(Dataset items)
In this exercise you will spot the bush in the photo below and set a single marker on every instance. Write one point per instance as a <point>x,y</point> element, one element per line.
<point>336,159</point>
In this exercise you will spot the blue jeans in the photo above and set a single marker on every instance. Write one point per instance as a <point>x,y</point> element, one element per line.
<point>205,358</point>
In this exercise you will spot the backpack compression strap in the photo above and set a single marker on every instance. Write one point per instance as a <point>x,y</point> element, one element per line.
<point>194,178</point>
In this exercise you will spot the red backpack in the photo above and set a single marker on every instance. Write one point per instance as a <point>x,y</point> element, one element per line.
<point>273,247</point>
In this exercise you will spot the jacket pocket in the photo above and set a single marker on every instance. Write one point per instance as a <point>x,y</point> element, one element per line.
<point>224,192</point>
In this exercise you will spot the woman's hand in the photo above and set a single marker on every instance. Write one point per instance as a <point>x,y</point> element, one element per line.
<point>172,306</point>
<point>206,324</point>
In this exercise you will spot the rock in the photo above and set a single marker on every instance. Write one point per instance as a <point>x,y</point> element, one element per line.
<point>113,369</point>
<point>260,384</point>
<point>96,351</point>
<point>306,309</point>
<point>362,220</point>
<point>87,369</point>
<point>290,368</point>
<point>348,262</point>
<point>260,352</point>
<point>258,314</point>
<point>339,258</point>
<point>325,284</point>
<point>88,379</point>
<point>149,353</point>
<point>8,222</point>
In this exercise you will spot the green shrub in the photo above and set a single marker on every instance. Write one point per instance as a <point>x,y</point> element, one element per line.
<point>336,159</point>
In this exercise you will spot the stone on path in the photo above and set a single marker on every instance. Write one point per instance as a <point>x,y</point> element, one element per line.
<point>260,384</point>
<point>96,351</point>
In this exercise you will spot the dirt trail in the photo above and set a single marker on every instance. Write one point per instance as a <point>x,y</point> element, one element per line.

§ **OBJECTIVE**
Return all of the entries exactly as they were supplied.

§ **COMPLETE OUTPUT**
In this exercise you will spot the bush in the photo below and set a single marker on every instance. Write one point per instance as a <point>x,y</point> element, one element per line.
<point>336,159</point>
In this exercise you will spot the blue jeans in the photo above and set a single marker on every instance. Write one point per instance as a <point>x,y</point> element, one element per line.
<point>205,358</point>
In this exercise you will spot the backpack compression strap in the photo above and set a single marker on every instance. Write one point per instance as a <point>x,y</point> element, one element per line.
<point>194,178</point>
In this exercise you will spot the red backpack in the photo above and set a single marker on every instance. Write one point per instance as a <point>x,y</point> element, one element per line.
<point>273,247</point>
In this exercise you will spot the jacket pocket in the photo above and set a single marker on every instance. Write one point per instance as a <point>x,y</point> element, one element per line.
<point>224,192</point>
In this exercise you will spot the woman's hand in the photo above and set a single marker on every instance. Write one point per instance as a <point>x,y</point> element, one element per line.
<point>172,306</point>
<point>206,324</point>
In this exercise you will spot the rock in the photo above and set a single marker on every instance. Write one point per instance as a <point>x,y</point> element, one element per line.
<point>113,369</point>
<point>260,384</point>
<point>96,351</point>
<point>306,309</point>
<point>362,220</point>
<point>87,369</point>
<point>290,368</point>
<point>348,262</point>
<point>260,352</point>
<point>258,314</point>
<point>339,258</point>
<point>325,284</point>
<point>88,379</point>
<point>149,353</point>
<point>8,222</point>
In this exercise you will spot the green shrub in the photo above and set a single marker on every instance. Write one point per instance as a <point>x,y</point> element, one element per line.
<point>336,159</point>
In this exercise you will spot the stone on path in the photo above and set a single marker on every instance. Write one point per instance as a <point>x,y</point> element, one element per line.
<point>260,384</point>
<point>96,351</point>
In this exercise you will spot the dirt trail in the photo above and set a single marker on every instance. Write one point per instance as a <point>x,y</point> element, one element per line.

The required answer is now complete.